■ **Text extract**
━━━━━━
PROC CONTENT is useful if you have imported your data from a file and want to check that your variables have been read correctly and have the appropriate variable type and format.
For example, you may wish to review there is no truncation of character variables or date variables are correctly read.
PROC CONTENTS in SAS Example
To view the metadata of a SAS dataset, specify the SAS dataset name in the DATA= option. The dataset name is optional, but specifying it brings clarity to the code.
If you do not specify a dataset, SAS will use the most recently created dataset by default.
data class(label='Copy of SASHELP.CLASS dataset' alter="wclass" type=data genmax=4); length sex $6.; set sashelp.class; label name="Student Name"; format sex $genderfmt.; format weight z5.2; run; /*Assigning formats and labels*/ proc format; value $genderFmt 'M'='Male' 'F'='Female' Other='Error'; run; /*Sorting dataset*/ proc sort data=class(alter=wclass) nodupkey force; by age weight height; quit; proc sql; create unique index name on class(alter=wclass); quit; proc contents data=class; run;
Observations – It is the number of observations (or rows) in the dataset. In the example of SASHELP.CLASS dataset it contains 19 observations.
━━━━━━
Records from a data collection

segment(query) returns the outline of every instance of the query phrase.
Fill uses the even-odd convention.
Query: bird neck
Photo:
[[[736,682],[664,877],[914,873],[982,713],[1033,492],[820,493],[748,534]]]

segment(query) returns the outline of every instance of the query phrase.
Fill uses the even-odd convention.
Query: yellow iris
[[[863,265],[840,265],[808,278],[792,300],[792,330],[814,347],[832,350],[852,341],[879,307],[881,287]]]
━━━━━━
■ **Aim**
Decide whether each statement below agrees with the text on PROC CONTENTS in SAS, answering yes or no and quoting the words of the text that settle it. 1. When no dataset is specified, SAS uses the most recently created dataset. 2. The dataset name in the DATA= option must always be given. 3. The SASHELP.CLASS dataset contains 25 observations.

■ **Response**
1. Yes: "If you do not specify a dataset, SAS will use the most recently created dataset by default."
2. No: "The dataset name is optional, but specifying it brings clarity to the code."
3. No: "In the example of SASHELP.CLASS dataset it contains 19 observations."